*Page excerpt*
▼
Shares of Affirm tumbled Thursday after the “buy now, pay later” company reported a weaker-than-expected outlook that underlined an “uncertain macroeconomic backdrop.” Affirm’s stock, which gained about 3% in regular trades, plunged 13% after hours.
The company reported a loss of 65 cents a share, which was wider than the consensus estimate of 59 cents a share. Affirm posted revenue of $364.1 million, beating Wall Street’s expectation of $354.8 million.
But Affirm said that for the current quarter, the company expects revenue of $345 million to $365 million, weaker than Wall Street’s expectation of $386 million.
“In light of the uncertain macroeconomic backdrop, we are approaching our next fiscal year prudently while maintaining our focus on driving responsible growth and continuing to invest in strengthening our leadership position,” Chief Financial Officer Michael Linford said in a statement.
Affirm’s outlook will likely highlight growing concern about the impact of the economic downturn on consumer spending and on the "buy now, pay later" market which the company pioneered.
CEO Max Levchin has argued that Affirm is in a good position to weather the storm because "buy now, pay later" offers “more cash-flow flexibility” compared to credit cards, which the company considers its main competitor.
Levchin reaffirmed that belief on Thursday as he noted how “the growth of online commerce is falling back to pre-COVID levels.”
“The secular trend toward adopting honest financial products is gaining momentum,” he said in a statement. “Not only does this make our mission more important but it also plays directly into Affirm's strengths.”
Affirm also highlighted key gains. The company said its total number of active consumers jumped 96% year-over-year to 14 million. The number of transactions per active consumer also rose 31% to three.
Affirm’s gross merchandise volume, which measures the total value of its sales, climbed 77% to $4.4 billion.
▲
*Work order*
In the Affirm earnings article, what does the company consider its main competitor? Answer from the Affirm earnings article alone.

*Records supplied*
▼
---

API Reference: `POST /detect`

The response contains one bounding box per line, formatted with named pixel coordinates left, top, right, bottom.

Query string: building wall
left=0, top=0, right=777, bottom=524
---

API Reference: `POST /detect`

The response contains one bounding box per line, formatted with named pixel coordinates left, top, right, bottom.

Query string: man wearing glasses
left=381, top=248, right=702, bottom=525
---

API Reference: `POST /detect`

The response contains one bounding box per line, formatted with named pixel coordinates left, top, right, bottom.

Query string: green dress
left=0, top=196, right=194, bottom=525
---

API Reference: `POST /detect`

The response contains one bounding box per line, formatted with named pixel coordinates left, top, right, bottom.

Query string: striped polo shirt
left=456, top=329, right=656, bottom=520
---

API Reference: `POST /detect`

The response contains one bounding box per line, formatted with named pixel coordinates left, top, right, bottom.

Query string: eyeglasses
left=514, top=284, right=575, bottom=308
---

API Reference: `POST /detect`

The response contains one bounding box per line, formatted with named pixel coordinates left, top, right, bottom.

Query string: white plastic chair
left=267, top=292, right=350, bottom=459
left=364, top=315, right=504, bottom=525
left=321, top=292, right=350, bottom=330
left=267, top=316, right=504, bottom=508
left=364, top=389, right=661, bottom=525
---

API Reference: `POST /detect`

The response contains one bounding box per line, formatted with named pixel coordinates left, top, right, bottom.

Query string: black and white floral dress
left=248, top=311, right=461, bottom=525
▲
▼
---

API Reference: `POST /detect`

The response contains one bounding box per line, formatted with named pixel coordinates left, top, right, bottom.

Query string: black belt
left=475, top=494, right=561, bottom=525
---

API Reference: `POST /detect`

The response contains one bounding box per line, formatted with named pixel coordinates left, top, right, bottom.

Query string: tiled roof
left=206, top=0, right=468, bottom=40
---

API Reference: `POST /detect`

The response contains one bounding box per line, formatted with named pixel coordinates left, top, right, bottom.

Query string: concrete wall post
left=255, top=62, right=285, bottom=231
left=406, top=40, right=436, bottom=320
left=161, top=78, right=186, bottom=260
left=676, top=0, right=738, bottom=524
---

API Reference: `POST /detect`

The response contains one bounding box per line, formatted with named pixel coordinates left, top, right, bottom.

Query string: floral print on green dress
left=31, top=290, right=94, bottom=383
▲
*Task solution*
Credit cards.